Position annotation records
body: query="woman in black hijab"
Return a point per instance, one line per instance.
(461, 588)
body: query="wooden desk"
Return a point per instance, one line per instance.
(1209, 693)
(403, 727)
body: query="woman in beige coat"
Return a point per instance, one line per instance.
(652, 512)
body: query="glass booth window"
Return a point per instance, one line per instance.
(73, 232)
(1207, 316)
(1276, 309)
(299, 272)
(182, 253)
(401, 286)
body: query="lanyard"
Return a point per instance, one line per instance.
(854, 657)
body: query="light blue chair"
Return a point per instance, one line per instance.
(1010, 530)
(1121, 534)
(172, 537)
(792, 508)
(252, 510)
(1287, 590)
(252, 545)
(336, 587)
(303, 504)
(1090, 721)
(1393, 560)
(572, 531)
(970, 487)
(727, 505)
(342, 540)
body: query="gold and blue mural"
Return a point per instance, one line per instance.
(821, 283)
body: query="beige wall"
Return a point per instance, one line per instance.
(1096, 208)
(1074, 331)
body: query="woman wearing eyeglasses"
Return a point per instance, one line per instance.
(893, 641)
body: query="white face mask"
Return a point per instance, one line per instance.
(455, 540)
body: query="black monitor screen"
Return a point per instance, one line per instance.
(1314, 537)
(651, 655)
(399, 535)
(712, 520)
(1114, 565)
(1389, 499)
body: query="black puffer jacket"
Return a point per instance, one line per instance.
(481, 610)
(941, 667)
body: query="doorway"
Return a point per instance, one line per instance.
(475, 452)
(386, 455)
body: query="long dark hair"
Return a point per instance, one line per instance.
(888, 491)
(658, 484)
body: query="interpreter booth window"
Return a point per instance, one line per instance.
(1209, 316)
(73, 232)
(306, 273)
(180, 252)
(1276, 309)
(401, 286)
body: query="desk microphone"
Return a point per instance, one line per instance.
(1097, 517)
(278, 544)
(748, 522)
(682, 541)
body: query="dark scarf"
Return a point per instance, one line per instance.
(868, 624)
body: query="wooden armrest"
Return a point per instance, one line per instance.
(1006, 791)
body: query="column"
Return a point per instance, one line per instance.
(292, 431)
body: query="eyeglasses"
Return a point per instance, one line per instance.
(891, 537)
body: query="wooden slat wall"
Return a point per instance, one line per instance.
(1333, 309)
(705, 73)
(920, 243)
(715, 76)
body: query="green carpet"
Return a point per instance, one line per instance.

[Requirements]: Take the entries above and copy them out exactly.

[Task solution]:
body: query="woman in black hijab"
Return a point per instance, one line per instance.
(461, 588)
body: query="wooden desk"
Return a point per instance, one line per instance.
(1209, 693)
(403, 727)
body: query="woman in beige coat"
Return a point per instance, one line per instance.
(652, 512)
body: query="glass booth window"
Return a point per instance, one line per instance.
(73, 232)
(1207, 316)
(1276, 309)
(299, 272)
(182, 253)
(401, 286)
body: query="lanyard"
Return a point per instance, one line per instance.
(854, 657)
body: query="light blue chair"
Return a point per instance, one line per instance.
(1010, 530)
(1121, 534)
(172, 537)
(792, 508)
(252, 510)
(1287, 590)
(252, 545)
(336, 587)
(303, 504)
(1090, 721)
(1393, 560)
(572, 531)
(970, 487)
(727, 505)
(342, 540)
body: query="gold and blue mural"
Return a point per instance, one line per instance.
(821, 283)
body: query="beige wall"
Return a point per instance, one line per instance.
(1096, 208)
(1074, 331)
body: query="woman wearing eyeglasses"
Return a point per instance, one line per instance.
(893, 641)
body: query="white face mask"
Return a point per instance, one line per instance.
(455, 540)
body: query="black monitor screen"
Return a point per instance, one line per instance.
(1314, 537)
(651, 655)
(399, 535)
(712, 520)
(1114, 565)
(1389, 499)
body: query="black puffer jacket"
Return a point per instance, one line per instance.
(481, 610)
(941, 667)
body: query="doorway"
Return a point per instance, one line per instance.
(475, 452)
(386, 455)
body: query="long dark hair"
Return a point per instance, one line per instance.
(888, 491)
(658, 484)
body: query="interpreter booth window"
Return a point per instance, one line per instance.
(1209, 316)
(73, 232)
(306, 273)
(180, 252)
(1276, 309)
(401, 286)
body: query="desk microphone"
Return a point per instance, one line per instance.
(1097, 517)
(278, 544)
(748, 522)
(682, 541)
body: query="dark scarf"
Return a point per instance, one line per instance.
(868, 624)
body: query="wooden armrest"
Return a point per instance, one line per instance.
(1006, 791)
body: query="column"
Return a point per instance, one line per instance.
(292, 431)
body: query="eyeglasses"
Return a point per instance, one line per instance.
(891, 537)
body: query="wooden slat wall"
Return a point per instance, one line per instance.
(1333, 309)
(705, 73)
(920, 243)
(715, 76)
body: query="green carpet"
Return a point per instance, one line per instance.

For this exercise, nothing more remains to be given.